(Pointing dataset records)
──────────
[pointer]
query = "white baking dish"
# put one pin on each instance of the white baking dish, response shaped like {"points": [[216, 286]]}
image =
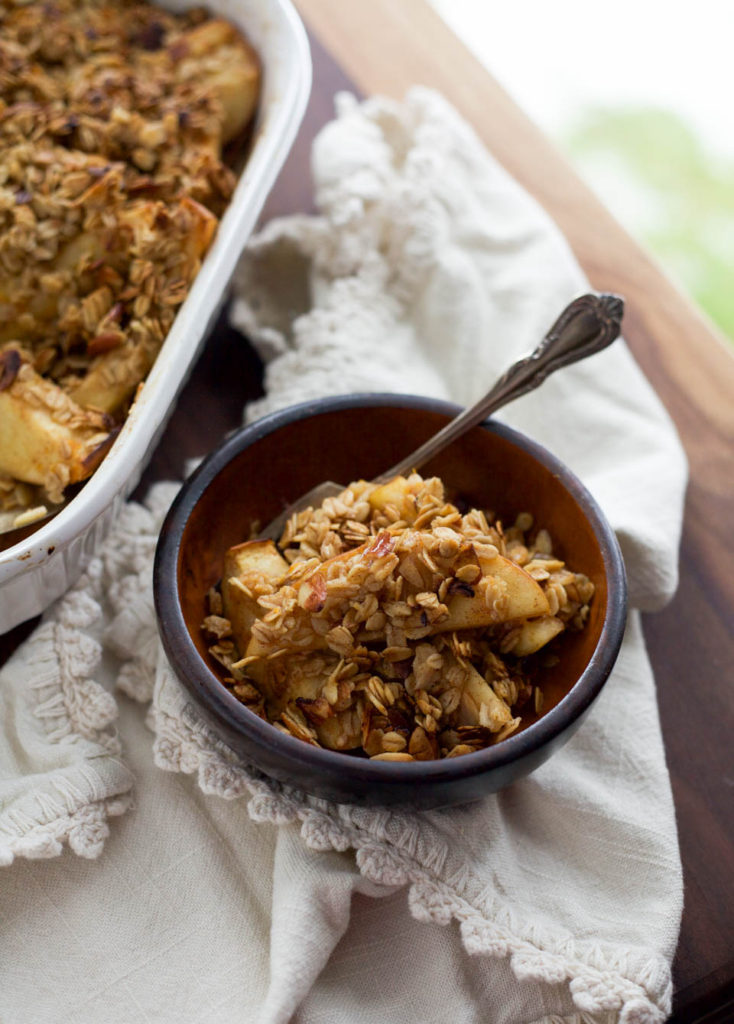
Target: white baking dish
──────────
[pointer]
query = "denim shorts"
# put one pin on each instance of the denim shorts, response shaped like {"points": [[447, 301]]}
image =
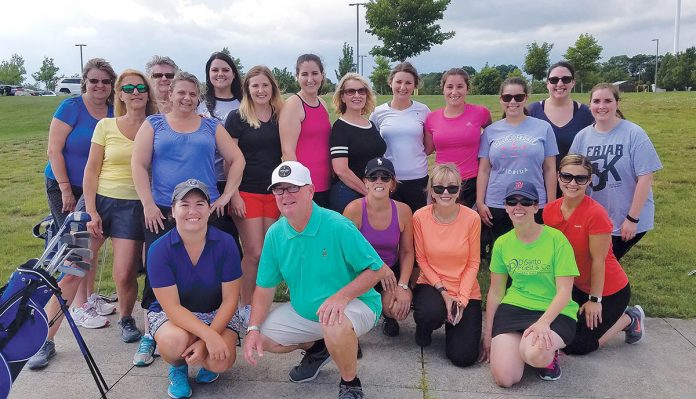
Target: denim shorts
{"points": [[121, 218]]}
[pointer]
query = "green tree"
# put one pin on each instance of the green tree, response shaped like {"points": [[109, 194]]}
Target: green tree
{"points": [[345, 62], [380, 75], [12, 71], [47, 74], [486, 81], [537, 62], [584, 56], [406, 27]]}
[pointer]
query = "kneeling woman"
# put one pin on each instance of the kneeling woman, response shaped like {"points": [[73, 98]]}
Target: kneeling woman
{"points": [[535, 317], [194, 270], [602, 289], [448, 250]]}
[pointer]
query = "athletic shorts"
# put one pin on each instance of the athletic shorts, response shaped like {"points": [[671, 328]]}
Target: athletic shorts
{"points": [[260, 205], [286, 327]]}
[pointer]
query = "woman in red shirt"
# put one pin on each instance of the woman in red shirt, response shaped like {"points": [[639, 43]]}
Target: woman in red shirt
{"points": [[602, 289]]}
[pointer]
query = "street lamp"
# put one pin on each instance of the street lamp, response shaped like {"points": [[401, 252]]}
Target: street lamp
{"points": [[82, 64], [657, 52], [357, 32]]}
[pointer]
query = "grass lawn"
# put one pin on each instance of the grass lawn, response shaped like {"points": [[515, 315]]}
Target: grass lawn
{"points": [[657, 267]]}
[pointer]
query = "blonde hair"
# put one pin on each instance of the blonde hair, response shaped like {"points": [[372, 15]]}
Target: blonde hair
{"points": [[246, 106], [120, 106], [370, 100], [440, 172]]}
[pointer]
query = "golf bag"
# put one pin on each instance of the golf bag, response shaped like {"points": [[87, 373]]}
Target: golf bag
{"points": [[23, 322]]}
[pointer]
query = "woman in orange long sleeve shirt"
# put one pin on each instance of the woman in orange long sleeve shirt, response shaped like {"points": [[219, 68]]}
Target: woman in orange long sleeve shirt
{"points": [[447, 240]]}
──────────
What you should do: State only the number of lines in the material above that contain the string "shirt".

Complete response: 6